Work instructions: Reproduce the lines starting at the one containing "Can you find the house" and ending at the one containing "pixel 313 137", replacing "mountain range" with "mountain ridge" and leaving everything else unchanged.

Given records:
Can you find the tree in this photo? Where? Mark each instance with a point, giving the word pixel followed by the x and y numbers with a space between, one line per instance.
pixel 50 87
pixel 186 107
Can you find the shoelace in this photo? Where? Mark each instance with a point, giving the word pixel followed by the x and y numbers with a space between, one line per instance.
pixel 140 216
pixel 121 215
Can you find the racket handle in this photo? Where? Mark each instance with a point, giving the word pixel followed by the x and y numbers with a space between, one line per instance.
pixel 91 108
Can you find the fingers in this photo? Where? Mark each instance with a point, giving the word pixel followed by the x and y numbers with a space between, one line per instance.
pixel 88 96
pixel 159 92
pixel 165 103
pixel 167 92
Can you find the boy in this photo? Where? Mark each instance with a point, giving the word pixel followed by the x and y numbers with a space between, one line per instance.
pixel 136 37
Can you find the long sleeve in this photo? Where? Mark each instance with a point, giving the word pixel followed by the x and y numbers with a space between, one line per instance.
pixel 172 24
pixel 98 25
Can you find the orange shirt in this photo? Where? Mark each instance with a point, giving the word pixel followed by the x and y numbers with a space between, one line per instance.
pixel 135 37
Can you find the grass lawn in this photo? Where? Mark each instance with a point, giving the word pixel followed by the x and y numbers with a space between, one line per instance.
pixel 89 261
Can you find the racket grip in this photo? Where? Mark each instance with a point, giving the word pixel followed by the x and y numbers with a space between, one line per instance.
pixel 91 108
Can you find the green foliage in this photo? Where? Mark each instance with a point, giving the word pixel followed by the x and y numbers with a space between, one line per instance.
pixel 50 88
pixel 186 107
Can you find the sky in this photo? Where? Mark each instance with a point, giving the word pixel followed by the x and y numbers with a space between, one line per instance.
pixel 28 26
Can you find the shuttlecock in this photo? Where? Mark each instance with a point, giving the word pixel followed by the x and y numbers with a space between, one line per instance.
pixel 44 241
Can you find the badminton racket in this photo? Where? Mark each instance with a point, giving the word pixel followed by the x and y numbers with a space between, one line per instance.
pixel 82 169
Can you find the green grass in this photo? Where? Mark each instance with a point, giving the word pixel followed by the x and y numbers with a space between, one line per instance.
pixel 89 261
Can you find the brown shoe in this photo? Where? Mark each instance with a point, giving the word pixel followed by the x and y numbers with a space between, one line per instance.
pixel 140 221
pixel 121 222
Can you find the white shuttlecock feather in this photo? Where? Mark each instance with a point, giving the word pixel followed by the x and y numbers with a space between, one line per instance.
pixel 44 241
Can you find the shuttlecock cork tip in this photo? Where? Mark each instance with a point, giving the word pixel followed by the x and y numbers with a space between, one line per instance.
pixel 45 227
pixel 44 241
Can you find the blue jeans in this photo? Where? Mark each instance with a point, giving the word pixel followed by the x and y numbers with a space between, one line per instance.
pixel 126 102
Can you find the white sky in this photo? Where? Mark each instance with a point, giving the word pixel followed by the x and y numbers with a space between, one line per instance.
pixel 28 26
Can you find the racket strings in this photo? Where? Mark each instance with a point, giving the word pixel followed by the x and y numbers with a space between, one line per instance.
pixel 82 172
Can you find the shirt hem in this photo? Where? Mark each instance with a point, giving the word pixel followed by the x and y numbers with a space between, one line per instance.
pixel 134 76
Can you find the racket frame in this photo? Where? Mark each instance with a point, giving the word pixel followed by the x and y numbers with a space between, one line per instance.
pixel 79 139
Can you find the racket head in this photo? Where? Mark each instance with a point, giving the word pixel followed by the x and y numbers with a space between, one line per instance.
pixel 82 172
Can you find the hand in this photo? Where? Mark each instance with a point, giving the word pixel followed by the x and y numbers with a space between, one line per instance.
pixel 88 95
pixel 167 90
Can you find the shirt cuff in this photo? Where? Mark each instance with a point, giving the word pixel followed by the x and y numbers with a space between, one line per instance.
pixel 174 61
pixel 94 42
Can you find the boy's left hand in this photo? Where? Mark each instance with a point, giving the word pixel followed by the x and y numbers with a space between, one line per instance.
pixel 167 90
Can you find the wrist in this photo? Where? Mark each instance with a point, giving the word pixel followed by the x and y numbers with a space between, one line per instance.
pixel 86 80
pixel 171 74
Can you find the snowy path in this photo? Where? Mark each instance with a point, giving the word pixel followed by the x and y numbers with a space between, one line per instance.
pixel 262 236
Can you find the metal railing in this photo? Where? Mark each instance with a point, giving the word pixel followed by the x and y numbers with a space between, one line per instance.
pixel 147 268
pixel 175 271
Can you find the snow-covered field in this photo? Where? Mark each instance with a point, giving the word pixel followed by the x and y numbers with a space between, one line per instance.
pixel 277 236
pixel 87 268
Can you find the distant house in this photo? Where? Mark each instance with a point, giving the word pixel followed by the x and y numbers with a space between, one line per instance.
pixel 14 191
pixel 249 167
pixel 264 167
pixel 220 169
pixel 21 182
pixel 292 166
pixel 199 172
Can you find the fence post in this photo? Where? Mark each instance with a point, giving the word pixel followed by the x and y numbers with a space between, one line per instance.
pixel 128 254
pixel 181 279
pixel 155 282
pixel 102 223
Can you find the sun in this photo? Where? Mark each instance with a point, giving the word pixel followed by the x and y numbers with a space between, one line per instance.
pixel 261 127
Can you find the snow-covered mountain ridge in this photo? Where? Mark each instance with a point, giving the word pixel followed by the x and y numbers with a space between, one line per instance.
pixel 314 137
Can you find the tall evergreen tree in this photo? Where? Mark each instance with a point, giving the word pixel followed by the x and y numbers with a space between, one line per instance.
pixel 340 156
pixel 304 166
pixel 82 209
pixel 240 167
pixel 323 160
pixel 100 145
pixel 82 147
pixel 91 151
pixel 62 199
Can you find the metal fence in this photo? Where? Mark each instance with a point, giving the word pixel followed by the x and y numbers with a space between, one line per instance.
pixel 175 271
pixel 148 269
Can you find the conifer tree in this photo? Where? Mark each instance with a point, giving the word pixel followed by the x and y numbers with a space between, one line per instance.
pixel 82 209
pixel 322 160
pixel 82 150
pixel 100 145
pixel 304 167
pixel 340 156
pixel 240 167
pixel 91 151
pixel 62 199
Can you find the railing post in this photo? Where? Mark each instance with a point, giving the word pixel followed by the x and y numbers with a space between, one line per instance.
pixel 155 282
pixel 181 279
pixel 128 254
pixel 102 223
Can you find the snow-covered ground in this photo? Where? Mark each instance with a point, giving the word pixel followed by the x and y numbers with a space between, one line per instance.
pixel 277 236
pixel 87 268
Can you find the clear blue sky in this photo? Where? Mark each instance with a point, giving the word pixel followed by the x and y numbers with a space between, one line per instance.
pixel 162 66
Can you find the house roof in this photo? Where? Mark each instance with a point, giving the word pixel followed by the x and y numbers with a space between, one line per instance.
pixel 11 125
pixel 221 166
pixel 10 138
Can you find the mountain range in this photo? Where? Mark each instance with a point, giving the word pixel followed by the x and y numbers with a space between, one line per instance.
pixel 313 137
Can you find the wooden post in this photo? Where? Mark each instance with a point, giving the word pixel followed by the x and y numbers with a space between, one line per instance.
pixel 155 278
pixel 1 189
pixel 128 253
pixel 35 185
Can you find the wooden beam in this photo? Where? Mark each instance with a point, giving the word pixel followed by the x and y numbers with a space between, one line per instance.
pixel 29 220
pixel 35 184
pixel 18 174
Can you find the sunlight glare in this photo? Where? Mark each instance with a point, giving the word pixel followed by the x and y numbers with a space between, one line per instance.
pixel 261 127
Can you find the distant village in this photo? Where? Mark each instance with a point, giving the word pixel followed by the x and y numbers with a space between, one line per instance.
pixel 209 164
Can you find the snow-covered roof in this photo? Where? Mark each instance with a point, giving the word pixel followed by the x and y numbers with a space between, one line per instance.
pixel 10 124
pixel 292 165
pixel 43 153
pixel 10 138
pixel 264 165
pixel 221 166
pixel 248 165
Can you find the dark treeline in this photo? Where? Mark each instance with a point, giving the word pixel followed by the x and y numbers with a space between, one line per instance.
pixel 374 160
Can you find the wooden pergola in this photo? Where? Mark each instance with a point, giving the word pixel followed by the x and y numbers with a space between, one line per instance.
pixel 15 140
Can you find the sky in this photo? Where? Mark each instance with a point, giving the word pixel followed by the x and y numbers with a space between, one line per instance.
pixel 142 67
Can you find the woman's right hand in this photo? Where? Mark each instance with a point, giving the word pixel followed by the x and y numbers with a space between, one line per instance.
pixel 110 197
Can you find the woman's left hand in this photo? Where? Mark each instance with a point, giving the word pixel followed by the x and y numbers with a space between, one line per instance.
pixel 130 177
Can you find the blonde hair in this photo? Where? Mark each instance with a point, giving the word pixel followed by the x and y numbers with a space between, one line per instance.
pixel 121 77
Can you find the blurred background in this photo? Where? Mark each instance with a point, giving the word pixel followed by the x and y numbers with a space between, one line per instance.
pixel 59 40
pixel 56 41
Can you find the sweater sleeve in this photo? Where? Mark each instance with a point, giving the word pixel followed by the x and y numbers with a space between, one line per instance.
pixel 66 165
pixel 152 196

Written answer:
Can you find the house roof in this photo? Where? Mark each instance with a point, giving the word pixel followed by the x and y numbers with a space between, one line per instance.
pixel 11 125
pixel 221 166
pixel 10 138
Can you find the mountain ridge in this photo? Where? Mark each instance with a point, giving the word pixel followed by the x and y numbers with a space between, one line per instance.
pixel 313 137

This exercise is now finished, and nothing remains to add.